▶ **PAGE TEXT**
:::::

Data-driven templates need to specify what data sets to iterate trough, and what values to present on the screen. For tabular data like relational databases and CSV files using SQL makes sense, for traversing DOM trees CSS selectors and the more powerful XPath can be used.

For JSON a path-based language (like XPath, based on UNIX file paths) makes sense as well. In reality however, queries don't traverse data that is parsed from a JSON string, that would guarantee the structure is in fact a tree. So called 'JSON structures' really are regular JavaScript arrays and objects, and can potentially contain cyclic references.

Handlebars is one example of a template engine that traverses over JavaScript structures. It implements the popular Mustache template syntax, self-described as 'logicless templates': that means templates without if/else statements, and no loops. Ironically these are in fact the only things they do offer, most notably these engines are lacking query expressions: there are no comparison operators and no arithmetic operators.

Here's the syntax, in a nutshell: {{#person}} … {{/person} is an instruction to loop over a dataset and repeat the contained template, equivalent to <for-each select="person"> in XSLT. {{^person}}Your address book is empty{{/person}} is an if-not statement, and simply {{name}} renders text output, like <value-of select="name"/> does.

The output of any template is essentially limited to the data that can be targeted using the query language. When an advanced query language is not a significant part of a template engine, complex selecting and filtering must occur in a preprocessing step.

Taking advantage of XPath

Most query languages in JavaScript template engines evolve as part of a template engine, and semantics are adapted to support more use cases while earlier versions are already widely put in production use. Unfortunately absence of a diligent design process will lead to quirky and undesirable behavior, such as the number value 0 evaluating to the boolean true in the case of Handlebars.

:::::

▶ **DATA LINES**

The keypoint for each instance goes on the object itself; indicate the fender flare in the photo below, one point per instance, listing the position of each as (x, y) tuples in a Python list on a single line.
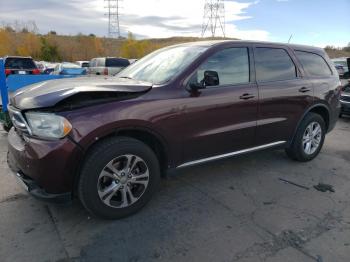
[(303, 116)]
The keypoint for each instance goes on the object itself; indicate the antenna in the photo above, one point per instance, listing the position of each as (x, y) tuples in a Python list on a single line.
[(113, 7), (214, 17)]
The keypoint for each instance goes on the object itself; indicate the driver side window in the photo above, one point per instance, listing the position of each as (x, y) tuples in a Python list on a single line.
[(231, 66)]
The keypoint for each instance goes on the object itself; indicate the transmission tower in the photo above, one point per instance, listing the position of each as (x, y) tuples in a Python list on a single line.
[(214, 17), (113, 8)]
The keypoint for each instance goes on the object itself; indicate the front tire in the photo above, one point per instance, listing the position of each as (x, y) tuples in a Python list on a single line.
[(118, 177), (309, 138)]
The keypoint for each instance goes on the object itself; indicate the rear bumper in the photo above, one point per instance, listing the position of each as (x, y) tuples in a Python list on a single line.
[(32, 187)]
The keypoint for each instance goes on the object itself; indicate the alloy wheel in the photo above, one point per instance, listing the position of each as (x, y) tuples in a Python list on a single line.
[(312, 138), (123, 181)]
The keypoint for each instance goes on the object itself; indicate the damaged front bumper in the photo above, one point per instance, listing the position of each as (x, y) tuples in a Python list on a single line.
[(38, 192)]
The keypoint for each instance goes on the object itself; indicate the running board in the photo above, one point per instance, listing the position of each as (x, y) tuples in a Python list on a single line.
[(200, 161)]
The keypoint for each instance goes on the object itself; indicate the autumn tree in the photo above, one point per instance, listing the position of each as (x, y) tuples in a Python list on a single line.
[(5, 42)]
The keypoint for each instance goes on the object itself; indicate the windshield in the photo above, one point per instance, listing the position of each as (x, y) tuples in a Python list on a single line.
[(161, 66)]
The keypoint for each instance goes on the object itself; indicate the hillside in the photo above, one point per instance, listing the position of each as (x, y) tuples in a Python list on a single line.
[(53, 47)]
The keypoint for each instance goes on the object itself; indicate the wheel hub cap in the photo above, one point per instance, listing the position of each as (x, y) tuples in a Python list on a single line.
[(312, 138), (123, 181)]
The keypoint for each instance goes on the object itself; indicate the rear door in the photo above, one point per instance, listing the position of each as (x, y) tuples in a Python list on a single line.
[(221, 118), (284, 93)]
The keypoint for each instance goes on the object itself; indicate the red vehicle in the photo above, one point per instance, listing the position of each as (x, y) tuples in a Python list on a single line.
[(20, 65), (109, 140)]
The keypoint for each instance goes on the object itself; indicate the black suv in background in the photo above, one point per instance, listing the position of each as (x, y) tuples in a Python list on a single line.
[(20, 65)]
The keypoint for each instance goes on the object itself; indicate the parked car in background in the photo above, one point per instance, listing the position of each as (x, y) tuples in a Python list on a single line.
[(107, 65), (67, 68), (40, 65), (132, 61), (20, 65), (340, 70), (109, 139), (83, 63), (345, 95), (341, 64)]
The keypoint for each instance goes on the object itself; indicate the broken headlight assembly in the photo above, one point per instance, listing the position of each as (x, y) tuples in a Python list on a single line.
[(48, 125)]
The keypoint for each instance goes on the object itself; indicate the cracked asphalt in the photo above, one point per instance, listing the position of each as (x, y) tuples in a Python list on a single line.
[(232, 210)]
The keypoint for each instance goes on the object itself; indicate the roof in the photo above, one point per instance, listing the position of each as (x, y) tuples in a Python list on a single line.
[(219, 42)]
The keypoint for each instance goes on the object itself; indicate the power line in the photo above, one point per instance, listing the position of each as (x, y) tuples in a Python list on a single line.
[(214, 17), (113, 13)]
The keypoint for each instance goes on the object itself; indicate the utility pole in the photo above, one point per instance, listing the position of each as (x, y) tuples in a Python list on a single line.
[(214, 17), (113, 12)]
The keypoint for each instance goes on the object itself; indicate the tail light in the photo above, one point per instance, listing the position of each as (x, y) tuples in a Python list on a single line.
[(36, 72)]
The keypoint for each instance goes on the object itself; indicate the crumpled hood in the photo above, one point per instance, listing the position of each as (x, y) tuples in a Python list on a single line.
[(49, 93)]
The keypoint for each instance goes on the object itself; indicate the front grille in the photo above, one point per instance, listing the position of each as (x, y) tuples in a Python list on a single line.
[(18, 120)]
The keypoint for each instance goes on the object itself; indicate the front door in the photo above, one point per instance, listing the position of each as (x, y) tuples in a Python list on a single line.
[(284, 93), (221, 118)]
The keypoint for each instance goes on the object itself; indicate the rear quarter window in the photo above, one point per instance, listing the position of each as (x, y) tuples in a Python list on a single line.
[(313, 64), (117, 62), (19, 63)]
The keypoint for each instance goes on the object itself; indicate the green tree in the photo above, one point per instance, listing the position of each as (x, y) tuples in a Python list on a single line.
[(49, 52)]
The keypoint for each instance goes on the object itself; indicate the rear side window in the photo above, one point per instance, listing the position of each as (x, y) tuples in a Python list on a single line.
[(19, 63), (274, 64), (313, 64), (117, 62)]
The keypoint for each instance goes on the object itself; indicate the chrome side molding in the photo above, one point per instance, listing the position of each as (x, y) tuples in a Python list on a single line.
[(203, 160)]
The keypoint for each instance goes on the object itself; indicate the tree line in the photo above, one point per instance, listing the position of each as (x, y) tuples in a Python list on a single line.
[(24, 40)]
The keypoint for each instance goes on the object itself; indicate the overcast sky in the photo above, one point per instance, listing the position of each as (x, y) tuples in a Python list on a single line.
[(314, 22)]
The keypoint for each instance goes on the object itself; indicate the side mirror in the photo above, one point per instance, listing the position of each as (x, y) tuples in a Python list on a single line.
[(196, 86), (211, 78)]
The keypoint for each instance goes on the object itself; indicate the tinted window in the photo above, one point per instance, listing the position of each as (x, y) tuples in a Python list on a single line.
[(232, 66), (274, 64), (19, 63), (117, 62), (313, 64)]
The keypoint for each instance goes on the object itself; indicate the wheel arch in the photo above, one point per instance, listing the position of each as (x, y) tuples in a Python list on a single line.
[(320, 109), (147, 136)]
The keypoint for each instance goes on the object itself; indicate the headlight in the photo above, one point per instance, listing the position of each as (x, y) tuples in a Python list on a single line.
[(48, 125)]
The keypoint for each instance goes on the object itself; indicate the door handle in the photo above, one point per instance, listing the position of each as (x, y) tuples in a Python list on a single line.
[(246, 96), (304, 89)]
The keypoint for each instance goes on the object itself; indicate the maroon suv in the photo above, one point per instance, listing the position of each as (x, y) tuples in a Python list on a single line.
[(108, 140)]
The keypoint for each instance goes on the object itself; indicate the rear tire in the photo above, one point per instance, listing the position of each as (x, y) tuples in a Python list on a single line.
[(135, 175), (7, 128), (309, 138)]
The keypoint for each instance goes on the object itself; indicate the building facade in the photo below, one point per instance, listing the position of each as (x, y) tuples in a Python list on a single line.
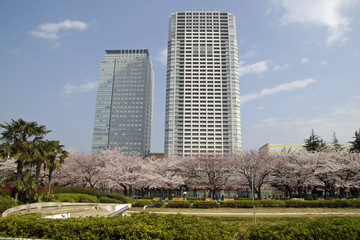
[(124, 102), (275, 148), (202, 89)]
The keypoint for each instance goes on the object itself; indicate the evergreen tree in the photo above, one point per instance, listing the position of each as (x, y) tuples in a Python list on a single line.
[(356, 142), (335, 142), (314, 143)]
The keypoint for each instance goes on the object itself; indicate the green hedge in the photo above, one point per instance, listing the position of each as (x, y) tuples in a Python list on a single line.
[(7, 202), (271, 203), (139, 226), (152, 226), (205, 204), (191, 199), (117, 196), (75, 197), (313, 203), (178, 204), (142, 203), (89, 191), (319, 228), (108, 200), (239, 204), (4, 192)]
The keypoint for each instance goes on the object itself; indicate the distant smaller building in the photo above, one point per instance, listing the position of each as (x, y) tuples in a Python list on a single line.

:::::

▶ **SHORT PROBLEM 1**
What query languages does the first paragraph of the template query languages text name?
▶ **SHORT PROBLEM 2**
Present the rows after the text as a Markdown table with columns Row and Line. Start at the first line and end at the line containing "[(303, 116)]", skipping blank lines and leaving out the picture.

▶ **COMPLETE ANSWER 1**
SQL, CSS selectors, XPath

▶ **COMPLETE ANSWER 2**
| Row | Line |
|---|---|
| 1 | The keypoint for each instance goes on the object itself; indicate the fender flare in the photo below, one point per instance, listing the position of each as (x, y) tuples in a Python list on a single line. |
| 2 | [(303, 116)] |